__ARTICLE__.
══════════

Left to right: Bjorn Borg, Pete Sampras, Roger Federer and Rod Laver.

I was one of the first wave feminists in the 60s who demanded equality, burnt their bras (in my case, purely metaphorically, not with my boobs), and yet I really cannot support the equal pay structure at Wimbledon.  View the lack lustre, charmless, grunting and boring Ladies Final with what we saw today. Over four hours of superb tennis and even if I now find The Fed with his silly clothes a bit irritating, there is no denying this man is a supreme champion and thoroughly deserved his win.  Poor Andy Roddick though, I was rooting for him and felt so bad for him at the end.

So that is it for another year.   The papers have said that the UK is only interested in tennis during Wimbledon fortnight, but we might like it a bit more if all the majors and any others that are interesting, were not in the sole ownership of Sky or if the BBC bucked its ideas up a bit and made sure we had a bit more coverage of British tennis as well.  Yes, that might be pretty unexciting to start off with, but would give the players more exposure and might make them try a bit harder.

══════════

__STORED RECORDS__.
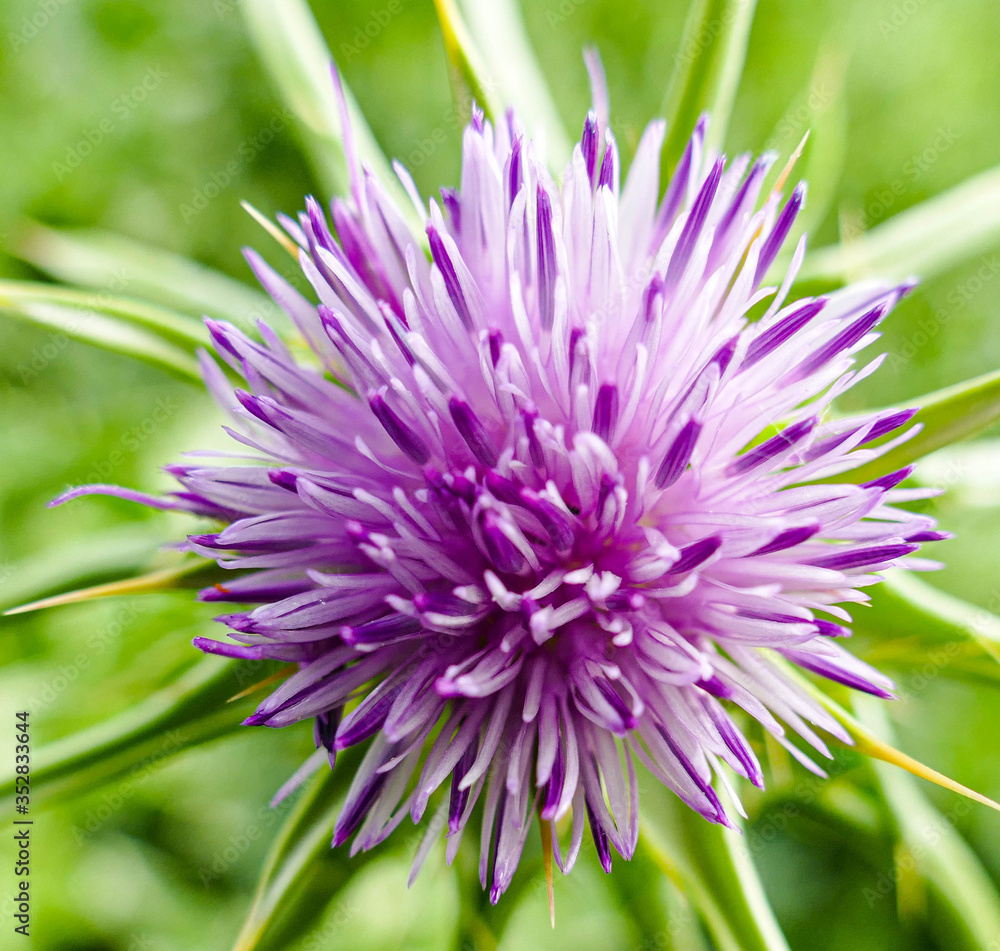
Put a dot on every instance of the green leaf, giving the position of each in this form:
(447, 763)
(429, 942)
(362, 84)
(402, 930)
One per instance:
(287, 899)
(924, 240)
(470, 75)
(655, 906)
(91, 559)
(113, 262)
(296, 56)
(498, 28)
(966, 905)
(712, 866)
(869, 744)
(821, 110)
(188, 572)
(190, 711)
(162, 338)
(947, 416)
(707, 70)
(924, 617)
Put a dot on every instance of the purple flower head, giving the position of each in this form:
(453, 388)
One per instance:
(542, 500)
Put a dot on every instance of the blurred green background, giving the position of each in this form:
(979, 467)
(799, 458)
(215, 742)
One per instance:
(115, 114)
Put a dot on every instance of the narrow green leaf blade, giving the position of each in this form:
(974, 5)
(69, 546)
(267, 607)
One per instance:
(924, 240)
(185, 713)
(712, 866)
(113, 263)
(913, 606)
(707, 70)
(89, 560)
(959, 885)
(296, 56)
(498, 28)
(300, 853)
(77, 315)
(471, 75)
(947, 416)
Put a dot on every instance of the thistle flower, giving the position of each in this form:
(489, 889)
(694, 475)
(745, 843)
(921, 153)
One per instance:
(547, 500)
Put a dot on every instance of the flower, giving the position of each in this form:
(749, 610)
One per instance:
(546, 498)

══════════

__THINGS TO DO__.
**a.** Could you retype the Wimbledon post, starting with "Left to right: Bjorn" and going on through "at the end."?
**b.** Can you continue the Wimbledon post from the point where it stops?
The entries come from a separate source unrelated to the Wimbledon post.

__SET OF ANSWERS__.
**a.**
Left to right: Bjorn Borg, Pete Sampras, Roger Federer and Rod Laver.

I was one of the first wave feminists in the 60s who demanded equality, burnt their bras (in my case, purely metaphorically, not with my boobs), and yet I really cannot support the equal pay structure at Wimbledon.  View the lack lustre, charmless, grunting and boring Ladies Final with what we saw today. Over four hours of superb tennis and even if I now find The Fed with his silly clothes a bit irritating, there is no denying this man is a supreme champion and thoroughly deserved his win.  Poor Andy Roddick though, I was rooting for him and felt so bad for him at the end.

**b.**
OK enough, better not start.

AND now for something completely different.  Click on this link and cop a load of this and my thanks to Julie on my reading group for sending this to us all.  Only knowing Dominic West from The Wire (which I have refrained from raving about up to now but will soon) and with an American accent, this is terrific.

I was also going to write about my opera visit last night but it was so STUPENDOUS and wonderful that I am saving it up for tomorrow.

Au reservoir.

04 July 2009

Books to Go

This is the time of summer reading, beach books, the annual proliferation of articles by the great and the good telling us what they will be taking to the beach and this is where the Heavies and the Tabloids are split down the middle with the Guardianistas and Independentanistas trying to have us believe that yes, they really will be sitting down with the Factor 30 and Swann's Way or the latest Salman Rushdie while they dispose themselves on their sun lounger.  Those of us less pretentious and sensible know full well that there is no way we are going to do any serious reading on hols and choose books which are a Good Read.  All the book shops are full of 3 for 2 and tables of books to pack in the suitcase and, while I once used to turn up my youthful sniffy nose at this sort of thing, I don't any more as I have learned that book snobbism is a pretty pathetic thing.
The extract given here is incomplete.